▶ Exercise description: Set down a true copy of the data, with all pictures left out.

[Start of Attachment]

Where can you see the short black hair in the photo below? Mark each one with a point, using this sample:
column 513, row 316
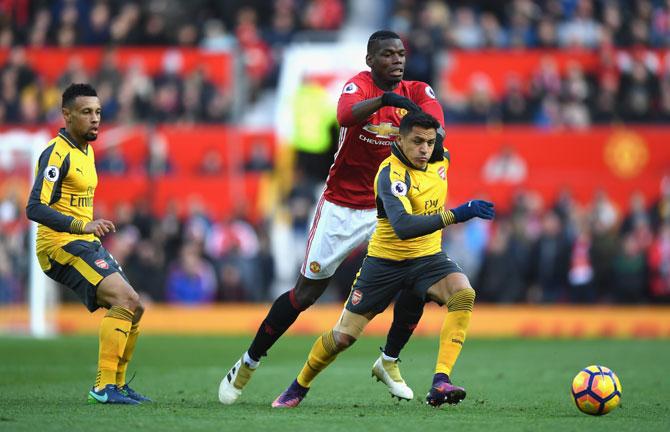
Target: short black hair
column 378, row 36
column 76, row 90
column 418, row 118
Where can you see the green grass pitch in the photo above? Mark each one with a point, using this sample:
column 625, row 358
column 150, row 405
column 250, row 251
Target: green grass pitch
column 513, row 385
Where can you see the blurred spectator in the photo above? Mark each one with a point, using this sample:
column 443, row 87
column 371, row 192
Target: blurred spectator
column 216, row 38
column 259, row 159
column 500, row 279
column 629, row 278
column 211, row 163
column 191, row 280
column 659, row 265
column 158, row 162
column 112, row 162
column 506, row 166
column 581, row 275
column 550, row 262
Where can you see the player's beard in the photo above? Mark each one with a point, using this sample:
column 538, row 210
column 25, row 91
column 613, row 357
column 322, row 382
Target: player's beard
column 90, row 136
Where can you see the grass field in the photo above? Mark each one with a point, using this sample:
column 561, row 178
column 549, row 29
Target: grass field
column 513, row 385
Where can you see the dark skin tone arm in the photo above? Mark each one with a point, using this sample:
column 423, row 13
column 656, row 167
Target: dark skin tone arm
column 388, row 56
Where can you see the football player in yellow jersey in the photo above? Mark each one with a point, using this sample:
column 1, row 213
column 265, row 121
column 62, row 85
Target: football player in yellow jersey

[End of Attachment]

▶ Expected output:
Where can you see the short black hair in the photo below? Mark each one with a point, using this sample:
column 513, row 316
Target: short black hair
column 378, row 36
column 76, row 90
column 418, row 118
Where can you see the green grass pitch in the photo above? Mark each one with a point, using this sample:
column 625, row 358
column 150, row 405
column 250, row 251
Target: green grass pitch
column 513, row 385
Where can you see the blurred spectator in the photo above? Mark each one with a point, using this sample:
column 443, row 87
column 371, row 192
Target: blurred spectator
column 216, row 38
column 259, row 159
column 500, row 279
column 629, row 278
column 211, row 163
column 191, row 280
column 659, row 265
column 158, row 162
column 112, row 162
column 506, row 166
column 581, row 275
column 550, row 262
Where can you see the player's beard in the photo above? Mark each one with a point, using this sample:
column 538, row 210
column 25, row 91
column 613, row 357
column 322, row 382
Target: player's beard
column 90, row 136
Where can you see the grass field in the photo above? Mark each one with a point, using this sample:
column 561, row 178
column 549, row 29
Target: grass field
column 513, row 385
Where can you see the dark skin tone arm in the photo above? Mark each one with a point, using this sample:
column 423, row 13
column 656, row 167
Target: dark skin tone arm
column 388, row 56
Where can you see the football player in yellow jersey in the photo above? Mark each one with a point, using this sample:
column 1, row 213
column 265, row 121
column 62, row 85
Target: football player in yellow jersey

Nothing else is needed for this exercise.